■ **JOB**
Give every line of the material again, exactly as written.
══════════
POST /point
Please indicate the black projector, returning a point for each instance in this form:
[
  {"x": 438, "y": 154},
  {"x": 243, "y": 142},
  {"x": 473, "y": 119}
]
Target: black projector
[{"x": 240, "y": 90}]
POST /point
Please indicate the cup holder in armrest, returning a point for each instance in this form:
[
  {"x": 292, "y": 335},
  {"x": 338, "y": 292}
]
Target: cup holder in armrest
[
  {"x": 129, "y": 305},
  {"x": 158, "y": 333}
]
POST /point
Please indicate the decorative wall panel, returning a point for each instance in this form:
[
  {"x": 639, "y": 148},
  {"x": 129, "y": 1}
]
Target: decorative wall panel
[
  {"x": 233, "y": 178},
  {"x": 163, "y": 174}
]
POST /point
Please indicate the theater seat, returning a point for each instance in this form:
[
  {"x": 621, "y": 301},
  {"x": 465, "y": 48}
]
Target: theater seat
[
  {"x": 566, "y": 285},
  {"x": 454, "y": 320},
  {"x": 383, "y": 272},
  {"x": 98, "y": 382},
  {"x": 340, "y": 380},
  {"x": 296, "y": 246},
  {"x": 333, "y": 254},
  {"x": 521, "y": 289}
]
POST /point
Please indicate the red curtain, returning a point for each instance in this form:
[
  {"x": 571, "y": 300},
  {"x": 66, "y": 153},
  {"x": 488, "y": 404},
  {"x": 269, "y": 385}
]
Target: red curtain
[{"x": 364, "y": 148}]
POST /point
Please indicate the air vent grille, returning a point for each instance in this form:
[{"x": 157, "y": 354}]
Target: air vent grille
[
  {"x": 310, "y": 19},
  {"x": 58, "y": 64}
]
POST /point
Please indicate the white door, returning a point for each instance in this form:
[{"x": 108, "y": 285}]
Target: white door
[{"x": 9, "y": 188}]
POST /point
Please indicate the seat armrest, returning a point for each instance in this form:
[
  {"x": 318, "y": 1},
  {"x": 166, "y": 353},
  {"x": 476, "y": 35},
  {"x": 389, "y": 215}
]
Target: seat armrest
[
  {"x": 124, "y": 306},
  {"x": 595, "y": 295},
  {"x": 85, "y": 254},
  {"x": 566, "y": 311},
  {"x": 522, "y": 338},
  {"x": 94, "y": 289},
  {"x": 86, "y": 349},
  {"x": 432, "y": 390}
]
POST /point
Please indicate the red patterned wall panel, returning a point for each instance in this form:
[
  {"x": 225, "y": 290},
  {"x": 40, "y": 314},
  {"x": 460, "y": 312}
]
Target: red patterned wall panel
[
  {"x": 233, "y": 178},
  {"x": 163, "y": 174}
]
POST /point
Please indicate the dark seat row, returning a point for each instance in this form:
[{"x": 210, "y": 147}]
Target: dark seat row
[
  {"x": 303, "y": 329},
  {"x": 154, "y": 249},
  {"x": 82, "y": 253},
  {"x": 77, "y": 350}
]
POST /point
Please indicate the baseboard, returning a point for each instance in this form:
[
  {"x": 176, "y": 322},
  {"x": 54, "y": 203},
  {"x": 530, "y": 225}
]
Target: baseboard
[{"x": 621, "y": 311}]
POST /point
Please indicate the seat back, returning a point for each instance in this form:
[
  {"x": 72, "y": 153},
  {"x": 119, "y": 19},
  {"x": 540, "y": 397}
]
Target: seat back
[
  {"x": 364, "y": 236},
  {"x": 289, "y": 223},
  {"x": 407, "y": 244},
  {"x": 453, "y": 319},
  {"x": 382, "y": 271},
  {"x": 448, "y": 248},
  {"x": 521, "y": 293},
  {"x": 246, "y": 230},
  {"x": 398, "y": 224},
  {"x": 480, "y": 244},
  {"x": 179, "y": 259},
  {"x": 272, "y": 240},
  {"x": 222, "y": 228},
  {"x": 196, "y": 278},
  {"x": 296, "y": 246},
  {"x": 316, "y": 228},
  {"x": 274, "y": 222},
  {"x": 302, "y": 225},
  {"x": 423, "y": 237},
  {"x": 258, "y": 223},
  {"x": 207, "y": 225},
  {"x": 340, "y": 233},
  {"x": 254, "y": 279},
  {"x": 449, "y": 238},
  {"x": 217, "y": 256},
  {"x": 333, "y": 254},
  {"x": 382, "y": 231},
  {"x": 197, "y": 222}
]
══════════
■ **SOLVED EXERCISE**
POST /point
Please indicate the black projector, returning a point for each instance in this form:
[
  {"x": 438, "y": 154},
  {"x": 243, "y": 142},
  {"x": 473, "y": 119}
]
Target: black projector
[{"x": 240, "y": 90}]
POST /point
Please indicate the cup holder in armrest, returning a point for each instance in this form:
[
  {"x": 292, "y": 335},
  {"x": 338, "y": 292}
]
Target: cup holder in armrest
[
  {"x": 129, "y": 305},
  {"x": 158, "y": 333}
]
POST /point
Please indicate the decorative wall panel, returning a point for each instance in this form:
[
  {"x": 639, "y": 148},
  {"x": 129, "y": 1}
]
Target: decorative wall panel
[
  {"x": 233, "y": 178},
  {"x": 163, "y": 174}
]
POST /point
Please indicate the theater seat, returning a point for each instance in this form:
[
  {"x": 621, "y": 301},
  {"x": 465, "y": 48}
]
Target: theater seat
[
  {"x": 566, "y": 285},
  {"x": 454, "y": 320},
  {"x": 383, "y": 272},
  {"x": 98, "y": 382},
  {"x": 340, "y": 380},
  {"x": 296, "y": 246},
  {"x": 333, "y": 254},
  {"x": 521, "y": 289}
]
POST /point
Please indicate the red curtain, returning a point for each instance in this form:
[
  {"x": 571, "y": 300},
  {"x": 66, "y": 153},
  {"x": 488, "y": 404},
  {"x": 269, "y": 385}
]
Target: red curtain
[{"x": 364, "y": 148}]
POST /point
Please indicate the air vent grille, returning a point for each instance in this form:
[{"x": 157, "y": 354}]
Target: air vent grille
[
  {"x": 310, "y": 19},
  {"x": 58, "y": 64}
]
POST /point
Please indicate the white door, returning a point for each instance in this form:
[{"x": 108, "y": 285}]
Target: white door
[{"x": 9, "y": 188}]
POST /point
Please indicate the seat armrest, returning a point for each instance in this form:
[
  {"x": 318, "y": 1},
  {"x": 166, "y": 353},
  {"x": 476, "y": 35},
  {"x": 389, "y": 215}
]
Target: seat armrest
[
  {"x": 124, "y": 306},
  {"x": 595, "y": 295},
  {"x": 85, "y": 254},
  {"x": 566, "y": 311},
  {"x": 522, "y": 338},
  {"x": 94, "y": 289},
  {"x": 86, "y": 349},
  {"x": 432, "y": 390}
]
POST /point
Please indicate the red patterned wall panel, returning a point for each instance in this form:
[
  {"x": 225, "y": 290},
  {"x": 40, "y": 314},
  {"x": 460, "y": 312}
]
Target: red patterned wall panel
[
  {"x": 233, "y": 178},
  {"x": 163, "y": 174}
]
POST /point
Please indicate the dark seat row, returning a point for each instance in this form:
[{"x": 210, "y": 147}]
Target: dark seat row
[
  {"x": 303, "y": 329},
  {"x": 154, "y": 249},
  {"x": 82, "y": 253},
  {"x": 77, "y": 350}
]
POST /point
Please indicate the baseboard, returning a point for each instance in this form:
[
  {"x": 176, "y": 322},
  {"x": 54, "y": 203},
  {"x": 530, "y": 225}
]
Target: baseboard
[{"x": 621, "y": 311}]
POST /point
Please indicate the seat back, returning a point for each instance in this form:
[
  {"x": 72, "y": 153},
  {"x": 119, "y": 19},
  {"x": 540, "y": 397}
]
Target: seat back
[
  {"x": 364, "y": 236},
  {"x": 289, "y": 223},
  {"x": 407, "y": 244},
  {"x": 453, "y": 319},
  {"x": 382, "y": 271},
  {"x": 448, "y": 248},
  {"x": 521, "y": 293},
  {"x": 246, "y": 230},
  {"x": 398, "y": 224},
  {"x": 480, "y": 244},
  {"x": 179, "y": 259},
  {"x": 272, "y": 240},
  {"x": 222, "y": 228},
  {"x": 196, "y": 278},
  {"x": 296, "y": 246},
  {"x": 316, "y": 228},
  {"x": 274, "y": 222},
  {"x": 302, "y": 225},
  {"x": 423, "y": 237},
  {"x": 258, "y": 223},
  {"x": 207, "y": 225},
  {"x": 340, "y": 233},
  {"x": 254, "y": 279},
  {"x": 449, "y": 238},
  {"x": 217, "y": 256},
  {"x": 333, "y": 254},
  {"x": 382, "y": 231},
  {"x": 197, "y": 222}
]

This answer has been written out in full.